* _Task prompt_
Output the material beneath exactly, leaving nothing out.

::: Exercise data

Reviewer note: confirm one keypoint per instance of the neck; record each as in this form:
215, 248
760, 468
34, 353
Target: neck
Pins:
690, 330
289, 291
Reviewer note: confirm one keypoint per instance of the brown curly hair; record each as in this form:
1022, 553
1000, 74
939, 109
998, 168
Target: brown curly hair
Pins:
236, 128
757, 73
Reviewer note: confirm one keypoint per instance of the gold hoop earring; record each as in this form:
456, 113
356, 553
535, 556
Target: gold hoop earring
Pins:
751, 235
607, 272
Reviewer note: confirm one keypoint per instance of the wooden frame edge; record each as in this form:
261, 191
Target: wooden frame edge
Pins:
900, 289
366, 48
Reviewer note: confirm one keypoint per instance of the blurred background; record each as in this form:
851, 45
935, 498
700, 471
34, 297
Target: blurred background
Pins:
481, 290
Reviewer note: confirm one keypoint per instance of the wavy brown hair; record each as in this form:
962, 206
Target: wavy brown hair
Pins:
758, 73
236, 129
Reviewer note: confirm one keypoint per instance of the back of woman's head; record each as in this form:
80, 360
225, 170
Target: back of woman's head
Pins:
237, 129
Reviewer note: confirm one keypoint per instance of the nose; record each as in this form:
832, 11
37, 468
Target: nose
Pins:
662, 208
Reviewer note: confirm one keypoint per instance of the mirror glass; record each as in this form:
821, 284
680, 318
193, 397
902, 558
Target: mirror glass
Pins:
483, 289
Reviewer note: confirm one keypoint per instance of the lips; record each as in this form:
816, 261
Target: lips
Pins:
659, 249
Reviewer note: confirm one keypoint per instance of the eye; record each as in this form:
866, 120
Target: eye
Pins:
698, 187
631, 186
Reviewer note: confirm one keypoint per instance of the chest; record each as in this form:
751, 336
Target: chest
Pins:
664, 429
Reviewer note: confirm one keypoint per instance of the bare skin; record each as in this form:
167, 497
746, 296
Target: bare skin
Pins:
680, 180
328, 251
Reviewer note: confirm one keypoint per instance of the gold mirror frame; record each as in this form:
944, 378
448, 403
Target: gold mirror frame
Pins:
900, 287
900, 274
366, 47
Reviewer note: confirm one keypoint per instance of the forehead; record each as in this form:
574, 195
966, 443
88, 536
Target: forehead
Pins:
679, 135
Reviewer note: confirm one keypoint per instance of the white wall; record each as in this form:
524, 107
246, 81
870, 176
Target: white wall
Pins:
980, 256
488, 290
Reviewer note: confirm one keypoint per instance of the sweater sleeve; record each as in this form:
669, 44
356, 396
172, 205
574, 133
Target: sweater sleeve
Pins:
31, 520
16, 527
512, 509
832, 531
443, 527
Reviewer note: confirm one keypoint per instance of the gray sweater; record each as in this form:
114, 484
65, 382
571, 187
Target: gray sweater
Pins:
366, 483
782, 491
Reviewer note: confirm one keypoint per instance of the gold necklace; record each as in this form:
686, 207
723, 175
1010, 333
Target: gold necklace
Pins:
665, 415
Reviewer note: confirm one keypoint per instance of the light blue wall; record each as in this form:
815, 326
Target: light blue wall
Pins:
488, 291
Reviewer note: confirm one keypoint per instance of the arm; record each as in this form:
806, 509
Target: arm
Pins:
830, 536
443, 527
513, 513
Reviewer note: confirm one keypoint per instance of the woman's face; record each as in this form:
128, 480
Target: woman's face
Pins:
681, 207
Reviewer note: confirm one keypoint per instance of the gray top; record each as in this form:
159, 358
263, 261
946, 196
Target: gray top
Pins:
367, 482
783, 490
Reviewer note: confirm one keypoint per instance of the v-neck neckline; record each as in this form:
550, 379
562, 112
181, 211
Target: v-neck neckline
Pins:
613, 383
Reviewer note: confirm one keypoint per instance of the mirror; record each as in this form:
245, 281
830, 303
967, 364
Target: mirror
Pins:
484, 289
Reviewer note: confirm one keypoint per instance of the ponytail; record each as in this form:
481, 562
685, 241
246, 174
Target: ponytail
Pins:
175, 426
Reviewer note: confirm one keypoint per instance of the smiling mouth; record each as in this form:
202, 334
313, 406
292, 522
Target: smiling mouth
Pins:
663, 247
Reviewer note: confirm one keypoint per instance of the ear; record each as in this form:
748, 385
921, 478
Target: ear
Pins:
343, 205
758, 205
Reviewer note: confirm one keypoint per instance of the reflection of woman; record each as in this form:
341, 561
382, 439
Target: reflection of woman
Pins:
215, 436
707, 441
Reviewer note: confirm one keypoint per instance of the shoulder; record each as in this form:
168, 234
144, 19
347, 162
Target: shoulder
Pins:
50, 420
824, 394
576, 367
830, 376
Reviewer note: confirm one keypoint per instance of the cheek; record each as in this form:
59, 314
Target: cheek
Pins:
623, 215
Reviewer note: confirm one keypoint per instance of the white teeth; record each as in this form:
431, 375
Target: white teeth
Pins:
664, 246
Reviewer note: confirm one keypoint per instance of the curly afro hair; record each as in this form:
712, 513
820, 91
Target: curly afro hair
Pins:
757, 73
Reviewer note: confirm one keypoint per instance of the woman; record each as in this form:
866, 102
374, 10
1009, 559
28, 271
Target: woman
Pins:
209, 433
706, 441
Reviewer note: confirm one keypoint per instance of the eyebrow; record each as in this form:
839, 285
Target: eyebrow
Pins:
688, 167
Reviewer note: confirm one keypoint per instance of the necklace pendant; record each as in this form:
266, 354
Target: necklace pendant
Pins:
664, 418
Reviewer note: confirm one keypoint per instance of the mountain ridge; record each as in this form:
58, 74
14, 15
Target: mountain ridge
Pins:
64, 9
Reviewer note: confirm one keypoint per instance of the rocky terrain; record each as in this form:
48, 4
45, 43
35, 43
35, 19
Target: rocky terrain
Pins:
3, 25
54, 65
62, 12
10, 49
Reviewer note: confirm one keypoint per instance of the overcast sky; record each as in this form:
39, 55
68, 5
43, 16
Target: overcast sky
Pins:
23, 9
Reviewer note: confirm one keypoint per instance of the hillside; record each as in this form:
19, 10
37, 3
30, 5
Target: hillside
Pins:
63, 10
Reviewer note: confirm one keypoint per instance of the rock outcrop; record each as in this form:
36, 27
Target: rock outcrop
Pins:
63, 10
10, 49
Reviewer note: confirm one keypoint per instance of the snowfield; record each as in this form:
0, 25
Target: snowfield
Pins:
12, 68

::::::

* _Finished task_
Reviewer note: confirm one keypoint per instance of the neck; record each as in this form:
215, 248
760, 468
34, 353
Target: neck
Pins:
690, 330
289, 291
Reviewer note: confirm one keypoint per instance of the brown curly hair; record each as in this form:
1022, 553
1000, 74
939, 109
998, 168
Target: brown curly hair
Pins:
236, 128
757, 73
Reviewer note: confirm one keypoint per instance of the gold hoop earring; record each as in this form:
456, 113
356, 553
535, 556
Target: gold hoop earring
Pins:
751, 235
607, 272
Reviewer note: confirm one keypoint per instance of the wooden frame edge; record each as in this form:
261, 191
Target: wooden frame edge
Pins:
900, 289
366, 48
Reviewer note: confirm one keypoint per instance of the blurred background; record each as in this form:
851, 45
935, 498
700, 471
34, 297
Target: blurred background
Pins:
481, 290
Reviewer note: confirm one keypoint per instance of the wavy brown hair; record each as in this form:
962, 206
Target: wavy brown hair
Pins:
758, 73
236, 129
Reviewer note: confirm one keypoint per instance of the back of woman's head; record each as in this form:
80, 360
225, 170
Target: back of woman's head
Pins:
237, 129
Reviewer note: confirm one keypoint per instance of the nose; record each as in this form:
832, 11
37, 468
Target: nose
Pins:
662, 208
Reviewer note: confirm one keypoint per instance of the mirror glass; record each as in this form:
821, 284
680, 318
193, 397
902, 558
Target: mirror glass
Pins:
483, 289
Reviewer note: confirm one keypoint per instance of the lips; record each as in this form:
816, 261
Target: lips
Pins:
659, 249
Reviewer note: confirm one keypoint per instance of the eye; record each as in this form:
866, 120
Target: eye
Pins:
698, 187
631, 186
Reviewer note: confirm one keypoint per instance of the chest; record each as in this form:
751, 336
Target: chest
Pins:
664, 429
Reviewer note: confirm one keypoint per instance of the bare skin; record each as in this form:
167, 497
746, 296
Target: bare skin
Pins:
680, 180
328, 251
Reviewer note: confirm one keypoint per instance of the gold mirror frame; record each as in this form:
944, 378
448, 403
Target: gold mirror frame
Pins:
900, 287
900, 274
366, 47
Reviewer note: confirm one keypoint per instance of the forehead; record each as in this form:
574, 195
966, 443
88, 536
Target: forehead
Pins:
679, 135
Reviewer note: confirm one keypoint per instance of the white wall; record each as in this form:
524, 107
246, 81
870, 176
Target: white wall
Pins:
980, 256
488, 290
Reviewer note: confirm one keypoint per instance of the sweater sleeve; record each as in this form:
669, 44
356, 396
172, 205
574, 133
Target: sweater sleeve
Pins:
31, 520
16, 527
512, 509
832, 531
443, 527
Reviewer note: confirm one keypoint per instance of the gray sweater; record each as in this form:
114, 484
65, 382
571, 187
Target: gray sweater
Pins:
366, 483
782, 491
Reviewer note: confirm one keypoint per instance of the gold necklace; record each as in this form:
686, 207
723, 175
1010, 333
Target: gold necklace
Pins:
665, 415
Reviewer note: confirm one keypoint per instance of the light blue wall; record each as in this form:
815, 326
Target: light blue wall
Pins:
488, 291
Reviewer note: confirm one keypoint per instance of the arm; record each as in this form:
806, 509
Target: arm
Pins:
830, 536
443, 527
513, 513
Reviewer note: confirm one keypoint per instance of the woman's face; record each as in this form:
128, 480
Target: woman's face
Pins:
681, 207
Reviewer note: confirm one keypoint per instance of the gray top; record each as in this form:
159, 358
263, 261
946, 196
Target: gray top
Pins:
367, 482
783, 490
Reviewer note: confirm one keypoint per instance of the v-neck neckline; record each as in this form:
550, 379
562, 112
181, 211
Target: v-neck neckline
Pins:
613, 383
Reviewer note: confirm one keypoint per instance of the mirror; record each as in this form:
245, 281
830, 303
967, 364
Target: mirror
Pins:
484, 289
Reviewer note: confirm one keypoint per instance of the ponytail; record each as in this form:
481, 562
685, 241
246, 174
Target: ponytail
Pins:
175, 426
Reviewer note: confirm one keypoint per instance of the smiling mouth; record each as in this form:
202, 334
313, 406
292, 522
Target: smiling mouth
Pins:
663, 247
Reviewer note: confirm one keypoint per instance of the ear; record each as in this form:
748, 385
921, 478
Target: ear
Pins:
343, 205
758, 205
Reviewer note: confirm one keypoint per instance of the reflection of woman; record each as in this form:
341, 561
382, 439
Target: reflection of woman
Pins:
215, 436
707, 441
Reviewer note: confirm one keypoint per instance of the shoulder; record each as in this form:
168, 234
144, 19
347, 162
Target: shoulder
Pins:
50, 420
824, 394
576, 367
830, 376
Reviewer note: confirm one keypoint per instance of the cheek; record each as in this form:
59, 314
Target: cheek
Pins:
623, 215
Reviewer note: confirm one keypoint per instance of the white teeth; record each as in this form:
431, 375
Target: white teeth
Pins:
664, 246
Reviewer note: confirm one keypoint per instance of the curly afro hair; record each as in this form:
712, 513
820, 91
Target: curly afro hair
Pins:
757, 73
Reviewer note: confirm one keypoint per instance of the woman; record each as in this form:
866, 102
374, 10
1009, 559
28, 271
Target: woman
Pins:
209, 433
706, 441
Reviewer note: confirm one keypoint per instance of the eyebrow; record each as in this form:
839, 285
Target: eyebrow
Pins:
688, 167
Reviewer note: confirm one keypoint per instance of the necklace pendant; record each as in this form:
266, 354
Target: necklace pendant
Pins:
664, 418
Reviewer note: confirm one keypoint per instance of the mountain ridge; record each as in this form:
58, 74
14, 15
Target: mountain ridge
Pins:
64, 9
Reviewer note: confirm one keypoint per instance of the rocky terrain; record each as in this form:
48, 4
45, 43
35, 43
35, 19
Target: rocky terrain
Pins:
3, 25
54, 65
62, 12
10, 49
Reviewer note: confirm one keypoint per instance of the overcast sky; record each as in this form:
39, 55
68, 5
43, 16
Target: overcast sky
Pins:
23, 9
Reviewer note: confirm one keypoint per instance of the hillside; record each as in this form:
19, 10
37, 3
30, 5
Target: hillside
Pins:
63, 10
Reviewer note: confirm one keypoint per instance of the rock outcrop; record each as in this form:
36, 27
Target: rock outcrop
Pins:
63, 10
10, 49
Reviewer note: confirm one keypoint per instance of the snowfield; record each as in this form:
0, 25
Target: snowfield
Pins:
12, 68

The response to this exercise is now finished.